## Provided material
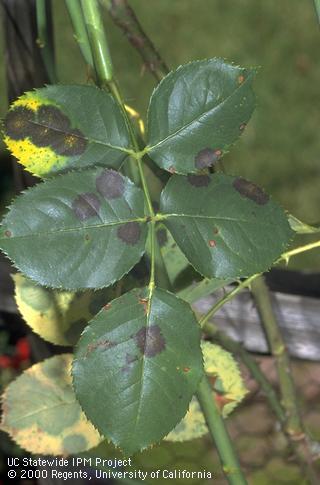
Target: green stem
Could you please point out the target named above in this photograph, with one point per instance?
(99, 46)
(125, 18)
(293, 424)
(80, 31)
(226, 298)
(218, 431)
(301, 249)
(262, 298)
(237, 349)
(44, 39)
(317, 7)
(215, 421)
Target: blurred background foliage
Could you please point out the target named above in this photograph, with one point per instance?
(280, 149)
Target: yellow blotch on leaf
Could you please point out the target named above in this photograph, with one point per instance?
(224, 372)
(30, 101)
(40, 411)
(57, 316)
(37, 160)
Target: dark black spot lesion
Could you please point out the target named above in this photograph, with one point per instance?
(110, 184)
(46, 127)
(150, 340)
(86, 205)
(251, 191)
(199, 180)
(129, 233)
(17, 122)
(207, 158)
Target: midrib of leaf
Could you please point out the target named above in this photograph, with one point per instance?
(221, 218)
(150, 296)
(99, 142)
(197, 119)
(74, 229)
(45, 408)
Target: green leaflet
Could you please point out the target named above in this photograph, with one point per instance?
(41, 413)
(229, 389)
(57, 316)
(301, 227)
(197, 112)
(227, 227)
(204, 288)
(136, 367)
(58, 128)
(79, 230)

--

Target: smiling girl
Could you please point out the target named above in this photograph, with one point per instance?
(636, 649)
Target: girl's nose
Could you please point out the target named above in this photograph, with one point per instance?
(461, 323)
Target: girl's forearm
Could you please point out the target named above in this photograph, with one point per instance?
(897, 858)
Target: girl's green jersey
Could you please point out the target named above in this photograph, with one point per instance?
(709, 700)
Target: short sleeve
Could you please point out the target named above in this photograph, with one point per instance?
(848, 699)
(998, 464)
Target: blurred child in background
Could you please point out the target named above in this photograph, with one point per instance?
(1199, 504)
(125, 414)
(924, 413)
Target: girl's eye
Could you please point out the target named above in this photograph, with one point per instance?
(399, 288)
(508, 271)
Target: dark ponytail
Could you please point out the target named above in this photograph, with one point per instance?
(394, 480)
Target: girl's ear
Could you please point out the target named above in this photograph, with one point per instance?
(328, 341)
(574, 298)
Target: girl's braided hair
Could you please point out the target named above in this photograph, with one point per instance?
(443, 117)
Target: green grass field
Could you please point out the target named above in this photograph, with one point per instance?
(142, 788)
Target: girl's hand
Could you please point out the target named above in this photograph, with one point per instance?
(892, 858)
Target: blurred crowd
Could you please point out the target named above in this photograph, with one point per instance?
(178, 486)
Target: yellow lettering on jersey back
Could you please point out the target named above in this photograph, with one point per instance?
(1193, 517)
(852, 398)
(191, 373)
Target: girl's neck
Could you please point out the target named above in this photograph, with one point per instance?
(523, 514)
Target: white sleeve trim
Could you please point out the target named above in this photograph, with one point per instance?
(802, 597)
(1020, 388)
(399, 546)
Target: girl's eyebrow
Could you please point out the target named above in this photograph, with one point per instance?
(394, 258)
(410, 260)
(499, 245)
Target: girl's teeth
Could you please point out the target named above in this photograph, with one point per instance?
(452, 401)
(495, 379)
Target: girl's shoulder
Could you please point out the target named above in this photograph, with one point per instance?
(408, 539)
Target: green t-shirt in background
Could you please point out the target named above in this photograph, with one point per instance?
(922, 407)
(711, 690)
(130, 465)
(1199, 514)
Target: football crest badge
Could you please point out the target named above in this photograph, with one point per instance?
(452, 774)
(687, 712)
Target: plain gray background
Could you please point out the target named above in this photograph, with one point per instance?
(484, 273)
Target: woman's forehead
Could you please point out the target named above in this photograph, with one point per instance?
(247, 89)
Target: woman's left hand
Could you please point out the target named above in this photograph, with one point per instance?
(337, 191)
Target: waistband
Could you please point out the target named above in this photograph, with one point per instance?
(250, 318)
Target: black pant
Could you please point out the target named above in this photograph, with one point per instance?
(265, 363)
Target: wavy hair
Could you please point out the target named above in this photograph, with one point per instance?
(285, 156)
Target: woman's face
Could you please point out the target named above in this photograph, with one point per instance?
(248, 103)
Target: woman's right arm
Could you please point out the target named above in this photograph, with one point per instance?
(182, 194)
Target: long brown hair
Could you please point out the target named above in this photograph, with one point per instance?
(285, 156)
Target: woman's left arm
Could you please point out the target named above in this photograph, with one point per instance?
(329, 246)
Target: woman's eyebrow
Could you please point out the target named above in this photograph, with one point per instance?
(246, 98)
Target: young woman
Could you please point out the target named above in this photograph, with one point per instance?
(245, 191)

## Task
From the material above, set down exactly the lines starting at the one with "Target: football crest badge" and ending at the one with "Target: woman's left hand", end lines included.

## Task answer
Target: football crest badge
Could you please point out the target named above in this photograph, with one point per instance?
(452, 774)
(687, 712)
Target: plain gray background
Could you please point out the target named above in this photograph, with one point per instance?
(484, 273)
Target: woman's forehead
Could you please point out the target named above in this photograph, with one point per instance?
(247, 89)
Target: woman's left hand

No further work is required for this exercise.